- WRITTEN PROBLEM: Reproduce all the entries exactly.

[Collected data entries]

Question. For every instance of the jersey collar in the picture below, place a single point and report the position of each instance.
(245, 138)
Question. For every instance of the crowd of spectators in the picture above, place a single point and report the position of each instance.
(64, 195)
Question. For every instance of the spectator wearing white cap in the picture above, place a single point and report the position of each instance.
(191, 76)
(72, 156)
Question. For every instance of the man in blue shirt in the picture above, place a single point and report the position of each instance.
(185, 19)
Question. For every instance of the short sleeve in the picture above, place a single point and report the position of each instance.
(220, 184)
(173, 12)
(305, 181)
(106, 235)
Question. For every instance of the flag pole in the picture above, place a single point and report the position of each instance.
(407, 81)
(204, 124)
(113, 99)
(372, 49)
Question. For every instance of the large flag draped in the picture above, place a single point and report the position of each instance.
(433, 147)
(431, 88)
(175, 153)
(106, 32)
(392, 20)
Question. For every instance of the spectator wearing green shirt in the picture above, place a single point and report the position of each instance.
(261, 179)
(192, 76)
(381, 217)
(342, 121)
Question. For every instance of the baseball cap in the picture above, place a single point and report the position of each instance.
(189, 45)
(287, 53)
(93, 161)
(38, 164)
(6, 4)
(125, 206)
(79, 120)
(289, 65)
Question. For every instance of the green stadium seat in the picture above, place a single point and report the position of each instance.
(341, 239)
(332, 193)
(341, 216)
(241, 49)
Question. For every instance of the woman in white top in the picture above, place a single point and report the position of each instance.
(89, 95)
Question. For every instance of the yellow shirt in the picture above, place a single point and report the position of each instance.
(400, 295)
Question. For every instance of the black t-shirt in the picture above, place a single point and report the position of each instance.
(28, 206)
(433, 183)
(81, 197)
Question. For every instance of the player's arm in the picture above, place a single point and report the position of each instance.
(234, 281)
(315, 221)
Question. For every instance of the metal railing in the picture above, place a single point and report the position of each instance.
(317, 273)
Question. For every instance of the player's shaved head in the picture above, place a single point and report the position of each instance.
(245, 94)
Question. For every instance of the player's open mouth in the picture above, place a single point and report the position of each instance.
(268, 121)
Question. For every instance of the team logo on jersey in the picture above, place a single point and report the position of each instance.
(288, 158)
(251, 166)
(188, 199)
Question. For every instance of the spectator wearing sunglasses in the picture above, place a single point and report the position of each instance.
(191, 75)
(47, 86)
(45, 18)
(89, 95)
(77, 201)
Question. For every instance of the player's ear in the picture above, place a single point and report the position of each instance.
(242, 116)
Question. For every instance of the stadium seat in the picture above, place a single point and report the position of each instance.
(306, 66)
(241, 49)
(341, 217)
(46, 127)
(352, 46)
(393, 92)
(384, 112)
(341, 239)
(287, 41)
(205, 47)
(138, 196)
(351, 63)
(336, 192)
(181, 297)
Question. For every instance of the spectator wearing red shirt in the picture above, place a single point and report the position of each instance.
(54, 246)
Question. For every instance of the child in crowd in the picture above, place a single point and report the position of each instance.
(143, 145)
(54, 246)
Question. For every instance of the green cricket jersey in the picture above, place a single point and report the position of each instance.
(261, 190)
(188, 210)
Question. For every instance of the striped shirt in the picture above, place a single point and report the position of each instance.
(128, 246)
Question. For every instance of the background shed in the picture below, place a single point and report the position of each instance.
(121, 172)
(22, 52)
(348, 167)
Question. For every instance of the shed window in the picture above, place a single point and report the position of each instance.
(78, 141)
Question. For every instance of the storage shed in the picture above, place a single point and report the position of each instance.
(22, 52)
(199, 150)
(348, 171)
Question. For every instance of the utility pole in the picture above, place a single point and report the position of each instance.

- EXPECTED ANSWER:
Question. For every instance of the jersey collar in the picture below, place a single point and report the position of each instance.
(245, 138)
Question. For every instance of the crowd of spectators in the picture above, place a single point and report the position of each instance.
(64, 195)
Question. For every instance of the spectator wearing white cap in the picture above, place a single point and report the position of each instance.
(191, 76)
(72, 156)
Question. For every instance of the man in blue shirt in the picture above, place a single point and report the position of each instance.
(185, 19)
Question. For every instance of the short sleeve in the picture above, place a single point and report the position of each instance.
(220, 184)
(173, 12)
(305, 181)
(106, 235)
Question. For every instance of the flag pole in the picture above, place a single point and report the position of each instance.
(407, 81)
(204, 124)
(113, 99)
(372, 49)
Question. For every instance of the large flag draped in the picture above, place a single point and report the position of each instance.
(433, 147)
(431, 88)
(175, 153)
(106, 32)
(392, 20)
Question. For every instance of the spectator wearing green shirt in the picture above, place a single point and report the position of each instance.
(261, 179)
(192, 76)
(381, 217)
(342, 121)
Question. For every instance of the baseball cap in the picture above, place a single point and report the position of each instance.
(189, 45)
(287, 53)
(93, 161)
(38, 164)
(6, 4)
(125, 206)
(79, 120)
(289, 65)
Question. For every instance of the green stadium seat in the picture above, place a single point and report the position of each instance.
(341, 239)
(332, 193)
(341, 216)
(241, 49)
Question. For every instance of the woman in white top in the picture above, place a single point and report the position of each instance.
(89, 95)
Question. For every instance of the yellow shirt in the picture above, place a single point and report the position of each instance.
(400, 295)
Question. For every instance of the black t-shirt in the picture above, place a single point and report the position of each instance.
(28, 206)
(433, 183)
(81, 197)
Question. For every instance of the player's arm in the picture above, place a single point and report the position of each instance.
(234, 281)
(315, 221)
Question. For every instance of the metal railing in the picture above, place a single point and report the position of each instance.
(317, 273)
Question. For every instance of the player's shaved head in the picture above, place a single point and report the position of each instance.
(245, 94)
Question. For every instance of the player's open mouth in the picture above, place a single point and report the position of each instance.
(268, 121)
Question. For every instance of the team logo on jersey in the picture above, place a single point and report the position of each instance.
(288, 158)
(251, 166)
(188, 199)
Question. For every instance of the spectator wearing sunglasses in the picture above, place a single point and report the position of each instance.
(191, 75)
(47, 86)
(45, 18)
(89, 95)
(77, 201)
Question. For every instance of the player's ear in the picture above, place a single point and report the position of each instance.
(242, 116)
Question. For every instance of the stadium seat in the picture above, place a single point and report the position of each instance.
(306, 66)
(241, 49)
(341, 217)
(46, 127)
(352, 46)
(393, 92)
(384, 112)
(341, 239)
(287, 41)
(205, 47)
(138, 196)
(351, 63)
(336, 192)
(181, 297)
Question. For every instance of the spectator wearing red shirt in the picture above, place a single point and report the position of each instance.
(54, 246)
Question. For every instance of the child in crowd in the picture above, place a single point and report the position of each instance.
(143, 145)
(54, 246)
Question. For every instance of the green cricket jersey in the picture above, place a single point and report the position of each instance.
(261, 190)
(188, 210)
Question. For every instance of the striped shirt in the picture above, place a single point and report the position of each instance.
(128, 246)
Question. For every instance of the background shed in the picture below, place a single point and report the position of each instance.
(121, 172)
(22, 52)
(348, 167)
Question. For every instance of the shed window in the picture above, place a single point and report the position of each instance.
(78, 141)
Question. For every instance of the storage shed in the picture above, place a single point and report the position of each instance.
(22, 52)
(199, 150)
(348, 171)
Question. For every instance of the utility pole in the picture above, place a single point and report the position of each instance.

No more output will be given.